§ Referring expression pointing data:
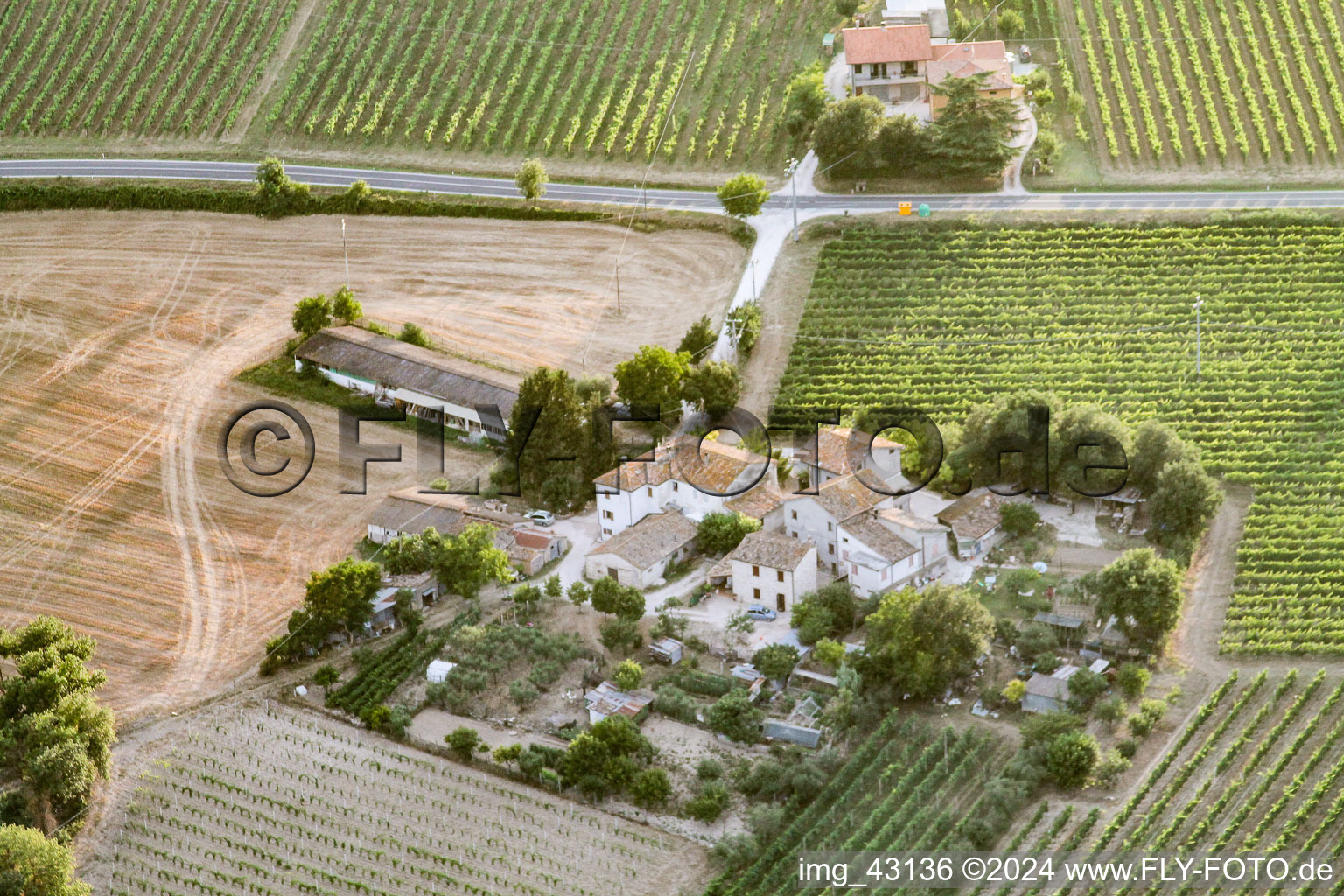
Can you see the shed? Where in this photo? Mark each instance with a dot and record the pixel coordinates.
(438, 670)
(667, 650)
(802, 735)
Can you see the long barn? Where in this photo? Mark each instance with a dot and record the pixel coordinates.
(418, 381)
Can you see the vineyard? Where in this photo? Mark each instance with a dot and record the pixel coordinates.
(1208, 82)
(634, 80)
(273, 802)
(1256, 767)
(906, 788)
(108, 67)
(948, 318)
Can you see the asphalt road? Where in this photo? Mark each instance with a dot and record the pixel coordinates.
(460, 186)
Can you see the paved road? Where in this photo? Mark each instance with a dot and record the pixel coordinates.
(458, 185)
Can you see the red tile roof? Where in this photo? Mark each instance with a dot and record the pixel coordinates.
(892, 43)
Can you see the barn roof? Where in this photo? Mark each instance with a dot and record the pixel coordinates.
(772, 550)
(890, 43)
(649, 540)
(390, 361)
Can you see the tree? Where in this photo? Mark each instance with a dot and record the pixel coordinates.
(1085, 687)
(722, 531)
(628, 675)
(346, 308)
(1143, 592)
(845, 130)
(745, 321)
(902, 144)
(699, 339)
(34, 865)
(620, 634)
(709, 803)
(469, 562)
(326, 677)
(413, 335)
(920, 641)
(311, 315)
(463, 740)
(776, 662)
(651, 788)
(970, 132)
(735, 717)
(1071, 758)
(1132, 680)
(341, 597)
(1019, 519)
(744, 195)
(1183, 501)
(652, 378)
(712, 387)
(1155, 448)
(531, 178)
(55, 739)
(807, 101)
(828, 652)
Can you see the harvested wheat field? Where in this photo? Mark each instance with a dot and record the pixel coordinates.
(120, 339)
(275, 801)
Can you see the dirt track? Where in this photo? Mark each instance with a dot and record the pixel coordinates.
(122, 335)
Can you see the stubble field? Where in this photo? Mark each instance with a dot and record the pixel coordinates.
(122, 336)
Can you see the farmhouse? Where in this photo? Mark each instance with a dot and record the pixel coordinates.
(817, 517)
(690, 480)
(429, 384)
(608, 700)
(772, 569)
(639, 555)
(973, 522)
(900, 65)
(840, 451)
(1048, 693)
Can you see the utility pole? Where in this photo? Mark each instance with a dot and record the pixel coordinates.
(344, 250)
(794, 182)
(1199, 301)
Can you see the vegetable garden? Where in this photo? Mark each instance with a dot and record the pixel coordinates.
(107, 67)
(276, 802)
(1256, 768)
(945, 318)
(1199, 82)
(588, 80)
(906, 788)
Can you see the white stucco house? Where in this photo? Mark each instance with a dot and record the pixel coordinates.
(689, 477)
(423, 382)
(817, 517)
(773, 570)
(637, 556)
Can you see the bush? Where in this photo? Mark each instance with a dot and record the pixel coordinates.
(1132, 680)
(709, 803)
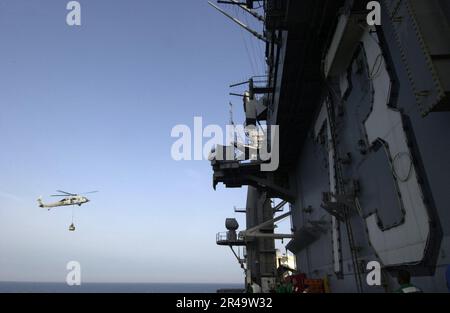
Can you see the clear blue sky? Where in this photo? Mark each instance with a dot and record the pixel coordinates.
(92, 108)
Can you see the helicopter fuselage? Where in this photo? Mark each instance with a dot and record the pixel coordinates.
(71, 200)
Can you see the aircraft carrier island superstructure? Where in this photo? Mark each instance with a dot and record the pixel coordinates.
(362, 108)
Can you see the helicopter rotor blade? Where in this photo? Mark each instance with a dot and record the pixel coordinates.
(85, 193)
(67, 193)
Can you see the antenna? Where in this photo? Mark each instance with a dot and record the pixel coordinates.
(245, 7)
(254, 33)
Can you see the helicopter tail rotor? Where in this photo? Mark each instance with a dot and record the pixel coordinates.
(41, 204)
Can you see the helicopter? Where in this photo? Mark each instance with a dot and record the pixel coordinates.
(69, 199)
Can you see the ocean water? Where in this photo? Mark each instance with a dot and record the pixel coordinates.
(22, 287)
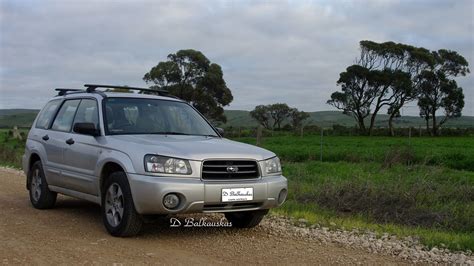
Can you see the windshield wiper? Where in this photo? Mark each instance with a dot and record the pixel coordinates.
(170, 133)
(181, 133)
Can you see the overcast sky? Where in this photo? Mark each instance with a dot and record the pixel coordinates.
(270, 51)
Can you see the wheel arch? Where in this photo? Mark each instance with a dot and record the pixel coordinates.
(34, 157)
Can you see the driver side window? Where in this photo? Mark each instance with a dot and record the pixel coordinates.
(63, 121)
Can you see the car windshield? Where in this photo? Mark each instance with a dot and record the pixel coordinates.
(153, 116)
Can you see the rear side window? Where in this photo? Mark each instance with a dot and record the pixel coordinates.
(87, 113)
(47, 114)
(63, 121)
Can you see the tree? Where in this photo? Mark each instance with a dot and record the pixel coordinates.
(189, 75)
(359, 91)
(386, 75)
(297, 117)
(261, 114)
(405, 60)
(278, 112)
(439, 92)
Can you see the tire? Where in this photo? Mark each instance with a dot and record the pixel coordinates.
(118, 210)
(40, 195)
(245, 219)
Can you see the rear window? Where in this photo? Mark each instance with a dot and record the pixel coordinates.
(46, 115)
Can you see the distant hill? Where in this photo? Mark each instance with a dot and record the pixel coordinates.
(240, 118)
(17, 117)
(236, 118)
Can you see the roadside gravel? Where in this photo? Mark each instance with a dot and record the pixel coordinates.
(408, 249)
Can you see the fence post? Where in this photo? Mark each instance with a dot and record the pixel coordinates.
(259, 135)
(16, 133)
(409, 136)
(321, 149)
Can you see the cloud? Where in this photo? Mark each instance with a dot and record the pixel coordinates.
(270, 51)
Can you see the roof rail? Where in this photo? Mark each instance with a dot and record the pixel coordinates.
(92, 87)
(64, 91)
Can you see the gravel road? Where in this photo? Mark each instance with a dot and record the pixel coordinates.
(73, 233)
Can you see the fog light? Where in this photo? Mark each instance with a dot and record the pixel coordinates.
(282, 196)
(171, 201)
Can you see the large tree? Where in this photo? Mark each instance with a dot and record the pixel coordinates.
(386, 76)
(406, 60)
(297, 118)
(438, 92)
(278, 112)
(262, 115)
(438, 89)
(189, 75)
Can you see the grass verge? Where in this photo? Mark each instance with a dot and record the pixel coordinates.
(433, 203)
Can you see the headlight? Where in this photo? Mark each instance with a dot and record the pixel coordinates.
(167, 165)
(272, 166)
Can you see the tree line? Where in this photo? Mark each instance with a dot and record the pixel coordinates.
(273, 116)
(390, 75)
(385, 77)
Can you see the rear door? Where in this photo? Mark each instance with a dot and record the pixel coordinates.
(57, 137)
(82, 152)
(42, 136)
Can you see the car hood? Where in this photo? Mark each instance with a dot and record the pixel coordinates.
(187, 147)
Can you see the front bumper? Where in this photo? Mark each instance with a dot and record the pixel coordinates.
(202, 196)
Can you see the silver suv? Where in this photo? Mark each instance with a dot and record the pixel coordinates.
(138, 154)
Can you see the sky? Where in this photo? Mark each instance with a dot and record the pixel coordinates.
(270, 51)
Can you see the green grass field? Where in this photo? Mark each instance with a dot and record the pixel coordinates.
(421, 187)
(451, 152)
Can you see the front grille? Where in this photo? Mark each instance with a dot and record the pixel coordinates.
(224, 169)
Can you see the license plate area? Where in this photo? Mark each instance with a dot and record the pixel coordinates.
(237, 194)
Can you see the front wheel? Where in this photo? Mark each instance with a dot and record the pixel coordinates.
(40, 195)
(118, 211)
(245, 219)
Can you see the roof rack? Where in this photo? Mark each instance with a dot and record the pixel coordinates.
(92, 87)
(64, 91)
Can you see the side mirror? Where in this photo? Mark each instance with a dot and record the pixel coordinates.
(86, 129)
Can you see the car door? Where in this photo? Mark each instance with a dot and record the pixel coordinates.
(42, 136)
(82, 151)
(57, 137)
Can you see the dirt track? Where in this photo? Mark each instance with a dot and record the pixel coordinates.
(73, 233)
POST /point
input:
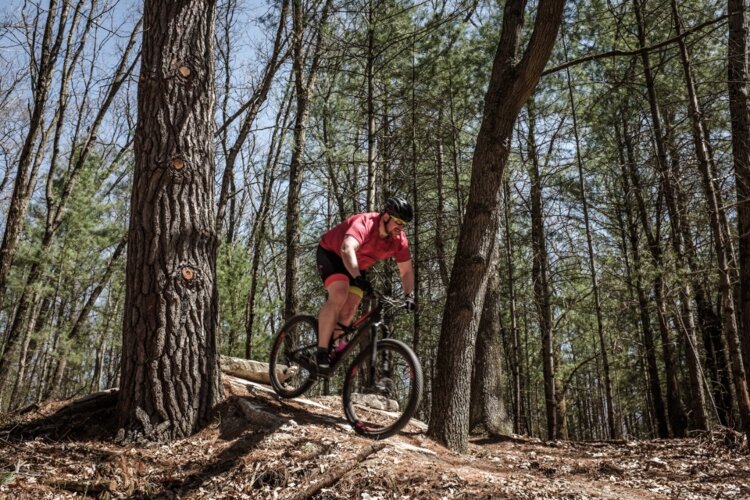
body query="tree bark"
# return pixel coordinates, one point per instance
(539, 276)
(739, 111)
(304, 85)
(170, 366)
(258, 235)
(511, 83)
(26, 171)
(677, 417)
(520, 423)
(487, 405)
(629, 171)
(614, 432)
(253, 107)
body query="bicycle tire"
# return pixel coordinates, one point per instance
(377, 417)
(294, 349)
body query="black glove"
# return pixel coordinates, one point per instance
(362, 283)
(409, 304)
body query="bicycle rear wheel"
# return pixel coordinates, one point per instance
(379, 402)
(293, 357)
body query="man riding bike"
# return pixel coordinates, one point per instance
(344, 255)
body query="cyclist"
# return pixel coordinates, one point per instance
(344, 255)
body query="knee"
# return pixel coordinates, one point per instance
(336, 300)
(349, 309)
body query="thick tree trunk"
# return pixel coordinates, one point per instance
(520, 424)
(170, 365)
(511, 83)
(487, 406)
(739, 110)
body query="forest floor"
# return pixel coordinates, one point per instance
(262, 447)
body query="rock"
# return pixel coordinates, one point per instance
(255, 371)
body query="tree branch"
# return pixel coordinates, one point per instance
(618, 52)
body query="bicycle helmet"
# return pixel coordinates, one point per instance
(399, 207)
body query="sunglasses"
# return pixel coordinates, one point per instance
(399, 222)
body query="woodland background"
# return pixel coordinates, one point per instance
(616, 289)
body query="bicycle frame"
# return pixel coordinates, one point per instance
(365, 329)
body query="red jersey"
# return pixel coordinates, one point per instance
(372, 248)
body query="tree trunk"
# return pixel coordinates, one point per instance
(511, 83)
(487, 406)
(304, 85)
(258, 234)
(440, 215)
(612, 426)
(739, 111)
(170, 366)
(370, 77)
(520, 423)
(26, 171)
(539, 276)
(253, 107)
(677, 417)
(629, 171)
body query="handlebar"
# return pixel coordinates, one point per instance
(391, 302)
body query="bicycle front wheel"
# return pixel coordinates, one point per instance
(380, 400)
(293, 357)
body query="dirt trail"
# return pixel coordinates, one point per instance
(262, 447)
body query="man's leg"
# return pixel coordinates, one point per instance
(349, 309)
(338, 297)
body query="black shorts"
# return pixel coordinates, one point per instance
(331, 267)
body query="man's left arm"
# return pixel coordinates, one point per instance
(406, 270)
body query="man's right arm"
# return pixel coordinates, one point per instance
(349, 255)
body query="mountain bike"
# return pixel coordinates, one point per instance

§ Try it: For each line above that includes "bicycle", make a copy.

§ Response to the exercise:
body query="bicycle tire"
body query="bicycle rear wheel"
body query="bicycle helmet"
body query="bicycle frame"
body query="bicycle front wheel"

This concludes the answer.